Exercise details — Can you reproduce the entries starting at the line that contains "Scouting pass: put a marker on the ornamental" and ending with the last entry, substituting "black suit" for "dark suit" and changing nothing else? Leave the pictures out.

Point annotation entries —
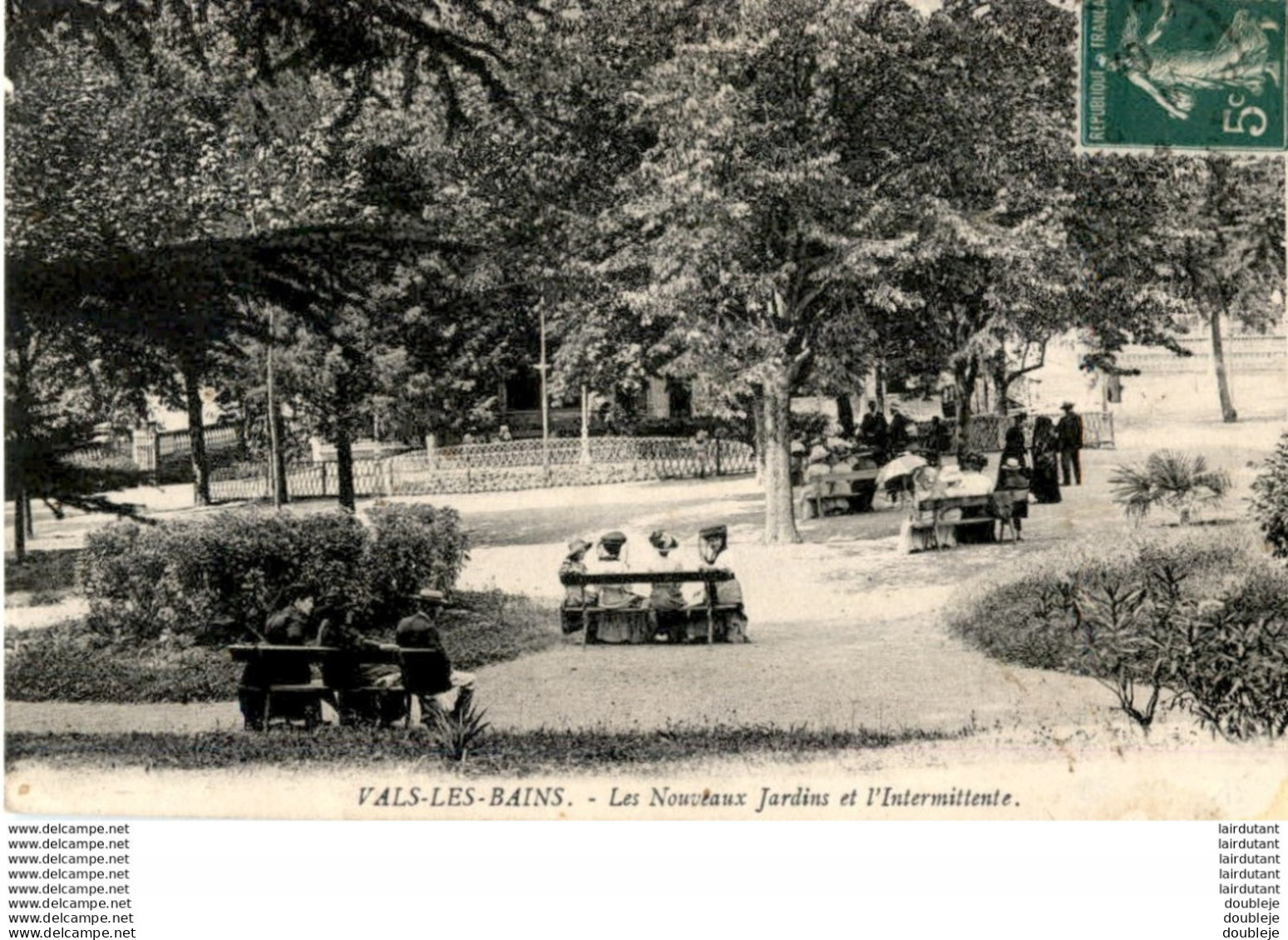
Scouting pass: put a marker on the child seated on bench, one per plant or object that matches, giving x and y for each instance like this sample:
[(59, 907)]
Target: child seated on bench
[(731, 625), (666, 599), (429, 674)]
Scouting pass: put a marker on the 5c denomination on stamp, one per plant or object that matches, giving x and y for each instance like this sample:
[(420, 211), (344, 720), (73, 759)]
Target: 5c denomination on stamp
[(1189, 74)]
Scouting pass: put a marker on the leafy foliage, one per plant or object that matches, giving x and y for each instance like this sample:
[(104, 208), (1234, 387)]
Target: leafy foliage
[(412, 546), (217, 578), (1175, 480), (1271, 500)]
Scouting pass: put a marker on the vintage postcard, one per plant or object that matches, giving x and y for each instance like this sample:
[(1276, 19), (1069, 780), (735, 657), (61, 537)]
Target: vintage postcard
[(706, 410)]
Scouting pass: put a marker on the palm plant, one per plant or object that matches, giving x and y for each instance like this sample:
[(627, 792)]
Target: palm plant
[(1180, 482)]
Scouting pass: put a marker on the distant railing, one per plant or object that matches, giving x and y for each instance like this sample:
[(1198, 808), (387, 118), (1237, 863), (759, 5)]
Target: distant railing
[(500, 466)]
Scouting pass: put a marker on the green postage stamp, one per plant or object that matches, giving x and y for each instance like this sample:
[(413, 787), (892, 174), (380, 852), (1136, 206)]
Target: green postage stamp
[(1196, 74)]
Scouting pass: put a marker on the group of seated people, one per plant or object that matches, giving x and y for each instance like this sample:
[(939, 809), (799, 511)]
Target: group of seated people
[(363, 691), (673, 609)]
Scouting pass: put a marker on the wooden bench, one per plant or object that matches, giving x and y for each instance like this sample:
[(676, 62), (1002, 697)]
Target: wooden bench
[(839, 485), (996, 505), (309, 696), (708, 577)]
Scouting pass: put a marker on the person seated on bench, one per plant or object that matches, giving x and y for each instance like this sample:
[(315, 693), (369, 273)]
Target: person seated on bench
[(288, 626), (611, 558), (431, 675), (575, 595), (666, 599), (609, 626), (713, 553), (822, 462), (1013, 475)]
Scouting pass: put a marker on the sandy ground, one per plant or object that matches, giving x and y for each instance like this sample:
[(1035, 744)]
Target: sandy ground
[(846, 634)]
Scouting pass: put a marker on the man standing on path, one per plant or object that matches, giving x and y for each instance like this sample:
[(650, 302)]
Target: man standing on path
[(1069, 436)]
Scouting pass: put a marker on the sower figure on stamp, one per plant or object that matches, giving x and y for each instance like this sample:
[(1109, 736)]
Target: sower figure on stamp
[(1069, 433)]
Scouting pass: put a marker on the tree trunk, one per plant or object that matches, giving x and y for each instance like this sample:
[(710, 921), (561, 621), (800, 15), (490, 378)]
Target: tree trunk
[(196, 436), (344, 468), (1222, 384), (281, 491), (779, 517)]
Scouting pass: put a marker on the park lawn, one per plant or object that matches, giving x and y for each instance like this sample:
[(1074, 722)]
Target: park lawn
[(66, 662)]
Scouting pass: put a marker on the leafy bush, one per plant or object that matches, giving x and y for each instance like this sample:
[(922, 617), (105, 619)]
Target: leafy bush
[(126, 573), (215, 577), (511, 752), (1179, 482), (1205, 619), (1271, 500)]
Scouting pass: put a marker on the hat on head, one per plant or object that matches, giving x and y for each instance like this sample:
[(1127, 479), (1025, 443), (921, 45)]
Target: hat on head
[(662, 539)]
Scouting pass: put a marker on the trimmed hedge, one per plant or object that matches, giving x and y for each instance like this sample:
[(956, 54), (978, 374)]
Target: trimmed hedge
[(211, 578)]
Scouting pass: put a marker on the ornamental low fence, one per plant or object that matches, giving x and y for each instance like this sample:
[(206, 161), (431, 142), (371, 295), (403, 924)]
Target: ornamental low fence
[(499, 468)]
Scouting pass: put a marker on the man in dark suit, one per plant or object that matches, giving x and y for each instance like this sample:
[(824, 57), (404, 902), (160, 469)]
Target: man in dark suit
[(1069, 436), (875, 431)]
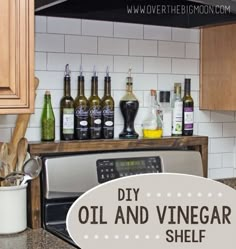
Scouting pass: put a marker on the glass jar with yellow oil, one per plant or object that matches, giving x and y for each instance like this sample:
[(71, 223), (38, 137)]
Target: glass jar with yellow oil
[(152, 125)]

Answer below —
Scouting pass: put a marker on the ornamental low fence, one per plant or object that matches, giving x and y for each instance like this sample:
[(206, 161), (431, 142), (371, 295), (403, 924)]
Target: ornamental low fence
[(499, 468)]
Scouting pass: put a marker on the man in black suit, one per plant or object that matches, giving x and y for each instance like this sample:
[(824, 57), (404, 902), (160, 469)]
Target: man in black suit
[(1069, 436), (875, 431)]
Scouting pass: put a marker on the glass jar with yellow oil, one per plant or object that matches, giving x and y for each instance like this sample:
[(71, 223), (38, 137)]
Target: glass jar with yellow oil
[(152, 125)]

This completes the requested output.